> **Cosa fare**
Nel testo fornito, con quale sentenza la Corte Costituzionale ha dichiarato l'illegittimità costituzionale dell'art. 1 della legge n. 555 del 1912?

> **Testo fornito**
---*---

L’attrice a sostegno della propria domanda esponeva:
di essere nata a Gioiania in Brasile il (omissis), e di essere figlia legittima di (omissis) e di (omissis);
che la madre (omissis) era nata in Brasile il (omissis) a Santos Du Mont quale figlia legittima di (omissis), cittadino brasiliano e della cittadina italiana (omissis), nata in Brasile il (omissis) da cittadini italiani, (omissis) e (omissis), che seppur trasferiti in Brasile non avevano rinunciato alla cittadinanze di origine;
che pertanto (omissis), pur essendo nata in Brasile, aveva acquisito per nascita la cittadinanza italiana, essendo figlia di genitori italiani che non avevano mai rinunciato alla relativa cittadinanza e al contempo aveva acquistato anche la cittadinanza brasiliana in forza della legge locale che privilegiava il criterio dello ius soli;
che (omissis) era morta in Brasile il (omissis) senza aver mai rinunciato alla cittadinanza italiana.
Sulla base di siffatte premesse l’attrice richiedeva il riconoscimento dello status di cittadina italiana, quale discendente di cittadina italiana, ai sensi dell’art. 1, primo comma della legge n. 555 del 13 giugno 1912, applicabile al momento della sua nascita così come modificata per effetto della dichiarazione di illegittimità costituzionale effettuata dalla Corte Costituzionale con la sentenza n. 30 del 9 febbraio 1983 (che aveva emendato l’originaria formula dell’art. 1 della legge n. 555 del 1912 nella parte in cui non prevedeva l’acquisto iure sanguinis della cittadinanza italiana per figlio nato dalla madre cittadina).
Il Ministero dell’Interno non si costituiva in giudizio ed il Pubblico Ministero, intervenuto a seguito di ordinanza del 16.2.2012, concludeva in data 15.5.2012, per l’accoglimento del domanda.
Questi i fatti di giudizio, pacifici e documentali, il Tribunale è quindi chiamato a statuire in ordine alle conseguenze giuridiche della seguente fattispecie in tema di acquisto della cittadinanza italiana: nascita all’estero da madre a sua volta nata da padre straniero e madre italiana in data anteriore al 1 ° gennaio 1948
È necessaria a questo punto una breve ricostruzione del quadro normativo rilevante per la decisione.

---*---

Voci memorizzate
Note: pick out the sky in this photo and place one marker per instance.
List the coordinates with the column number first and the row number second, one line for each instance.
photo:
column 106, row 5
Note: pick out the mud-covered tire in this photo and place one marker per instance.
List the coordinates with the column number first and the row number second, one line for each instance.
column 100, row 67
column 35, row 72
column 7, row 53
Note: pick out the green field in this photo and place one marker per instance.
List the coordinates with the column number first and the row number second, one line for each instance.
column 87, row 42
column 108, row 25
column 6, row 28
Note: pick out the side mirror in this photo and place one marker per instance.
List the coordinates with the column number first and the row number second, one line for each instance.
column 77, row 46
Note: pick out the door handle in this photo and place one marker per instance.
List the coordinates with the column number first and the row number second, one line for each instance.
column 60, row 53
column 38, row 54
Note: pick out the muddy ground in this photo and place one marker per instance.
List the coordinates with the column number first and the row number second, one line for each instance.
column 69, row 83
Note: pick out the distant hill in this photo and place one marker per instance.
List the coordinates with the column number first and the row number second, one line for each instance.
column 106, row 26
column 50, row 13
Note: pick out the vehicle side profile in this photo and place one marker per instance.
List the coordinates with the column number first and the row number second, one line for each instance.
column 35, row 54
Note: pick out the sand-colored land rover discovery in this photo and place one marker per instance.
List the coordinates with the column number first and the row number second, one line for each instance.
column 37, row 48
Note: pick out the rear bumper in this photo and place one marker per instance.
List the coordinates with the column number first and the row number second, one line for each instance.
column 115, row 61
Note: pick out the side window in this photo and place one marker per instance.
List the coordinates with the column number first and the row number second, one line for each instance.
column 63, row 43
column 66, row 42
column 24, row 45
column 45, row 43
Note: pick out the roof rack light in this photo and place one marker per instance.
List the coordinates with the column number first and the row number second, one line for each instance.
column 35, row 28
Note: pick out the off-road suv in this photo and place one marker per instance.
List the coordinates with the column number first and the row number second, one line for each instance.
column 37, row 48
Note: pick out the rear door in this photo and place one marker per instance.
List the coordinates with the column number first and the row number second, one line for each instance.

---*---

> **Risultato**
Con la sentenza n. 30 del 9 febbraio 1983.